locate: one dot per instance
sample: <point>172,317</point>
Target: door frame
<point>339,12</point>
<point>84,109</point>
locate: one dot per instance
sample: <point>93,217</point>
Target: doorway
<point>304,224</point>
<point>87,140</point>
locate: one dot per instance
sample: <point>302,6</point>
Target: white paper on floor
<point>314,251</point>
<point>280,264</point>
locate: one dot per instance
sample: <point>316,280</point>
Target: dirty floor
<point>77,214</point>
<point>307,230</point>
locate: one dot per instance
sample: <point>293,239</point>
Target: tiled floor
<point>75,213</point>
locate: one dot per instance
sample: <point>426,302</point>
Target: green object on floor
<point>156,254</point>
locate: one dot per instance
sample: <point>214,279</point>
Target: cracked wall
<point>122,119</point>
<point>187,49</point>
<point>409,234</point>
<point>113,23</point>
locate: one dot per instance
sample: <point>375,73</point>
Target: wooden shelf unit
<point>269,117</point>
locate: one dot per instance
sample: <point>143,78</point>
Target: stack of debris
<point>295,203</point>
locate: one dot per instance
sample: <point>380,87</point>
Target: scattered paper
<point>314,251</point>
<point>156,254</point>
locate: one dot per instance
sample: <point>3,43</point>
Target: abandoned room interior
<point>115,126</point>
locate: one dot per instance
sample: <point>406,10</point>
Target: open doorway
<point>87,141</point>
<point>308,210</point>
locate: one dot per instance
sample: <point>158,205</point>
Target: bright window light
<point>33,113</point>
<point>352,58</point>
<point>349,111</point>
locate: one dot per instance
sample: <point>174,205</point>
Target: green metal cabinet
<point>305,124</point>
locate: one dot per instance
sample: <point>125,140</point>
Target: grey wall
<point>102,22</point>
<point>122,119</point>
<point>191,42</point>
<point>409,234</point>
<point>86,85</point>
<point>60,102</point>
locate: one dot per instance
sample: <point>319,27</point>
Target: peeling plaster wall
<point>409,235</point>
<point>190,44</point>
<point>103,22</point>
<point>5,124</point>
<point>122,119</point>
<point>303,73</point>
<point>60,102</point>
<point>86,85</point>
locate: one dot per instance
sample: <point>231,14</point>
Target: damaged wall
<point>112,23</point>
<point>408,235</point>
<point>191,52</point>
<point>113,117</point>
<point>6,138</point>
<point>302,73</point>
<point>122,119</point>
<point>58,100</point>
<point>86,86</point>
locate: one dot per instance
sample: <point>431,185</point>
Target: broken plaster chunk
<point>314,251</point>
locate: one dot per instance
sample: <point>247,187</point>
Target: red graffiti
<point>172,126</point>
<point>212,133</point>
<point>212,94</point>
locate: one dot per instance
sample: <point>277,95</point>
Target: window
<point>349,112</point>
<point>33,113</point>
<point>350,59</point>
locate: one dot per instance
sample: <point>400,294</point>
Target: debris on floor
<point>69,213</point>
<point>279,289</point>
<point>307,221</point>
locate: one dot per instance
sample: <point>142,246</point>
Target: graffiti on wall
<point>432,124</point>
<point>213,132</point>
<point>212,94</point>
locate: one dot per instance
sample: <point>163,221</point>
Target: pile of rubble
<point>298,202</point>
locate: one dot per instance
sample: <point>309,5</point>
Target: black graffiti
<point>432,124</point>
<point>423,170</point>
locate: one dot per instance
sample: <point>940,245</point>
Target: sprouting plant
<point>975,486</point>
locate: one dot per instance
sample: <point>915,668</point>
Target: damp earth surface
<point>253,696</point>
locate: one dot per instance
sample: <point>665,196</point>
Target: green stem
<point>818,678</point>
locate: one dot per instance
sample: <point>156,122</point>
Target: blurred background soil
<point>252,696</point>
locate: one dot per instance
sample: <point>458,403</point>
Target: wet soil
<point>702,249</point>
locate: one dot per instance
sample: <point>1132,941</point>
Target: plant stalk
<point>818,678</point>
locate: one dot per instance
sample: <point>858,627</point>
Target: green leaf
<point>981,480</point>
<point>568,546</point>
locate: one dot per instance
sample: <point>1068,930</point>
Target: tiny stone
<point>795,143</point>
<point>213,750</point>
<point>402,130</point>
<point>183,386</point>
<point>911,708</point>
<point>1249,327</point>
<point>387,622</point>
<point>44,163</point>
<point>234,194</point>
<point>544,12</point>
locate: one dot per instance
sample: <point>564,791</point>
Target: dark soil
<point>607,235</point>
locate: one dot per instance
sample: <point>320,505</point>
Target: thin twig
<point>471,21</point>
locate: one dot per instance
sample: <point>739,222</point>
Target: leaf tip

○ ○ ○ ○

Reproduce, line for line, the material, starting at its first line, and end once the line holding "sample: <point>158,205</point>" has been output.

Exercise response:
locate: one dot per instance
sample: <point>172,317</point>
Target: door frame
<point>339,12</point>
<point>84,109</point>
locate: one dot per instance
sample: <point>93,217</point>
Target: doorway
<point>304,224</point>
<point>87,140</point>
locate: one dot per instance
sample: <point>302,6</point>
Target: white paper on floor
<point>314,251</point>
<point>280,264</point>
locate: one dot per instance
sample: <point>316,280</point>
Target: dirty floor
<point>77,214</point>
<point>307,230</point>
locate: one dot per instance
sample: <point>293,239</point>
Target: tiled floor
<point>75,213</point>
locate: one dot per instance
sample: <point>426,302</point>
Target: green object on floor
<point>156,254</point>
locate: one dot per instance
sample: <point>214,279</point>
Target: cracked wall
<point>122,119</point>
<point>187,49</point>
<point>409,234</point>
<point>113,23</point>
locate: one dot per instance
sample: <point>375,73</point>
Target: wooden shelf unit
<point>269,117</point>
locate: one dot per instance
sample: <point>143,78</point>
Target: stack of debris
<point>295,203</point>
locate: one dot per instance
sample: <point>380,87</point>
Target: scattered paper
<point>314,251</point>
<point>156,254</point>
locate: one dot per instance
sample: <point>3,43</point>
Target: abandoned room interior
<point>115,126</point>
locate: one dot per instance
sample: <point>406,10</point>
Target: open doorway
<point>87,141</point>
<point>308,210</point>
locate: one dot per instance
sample: <point>158,205</point>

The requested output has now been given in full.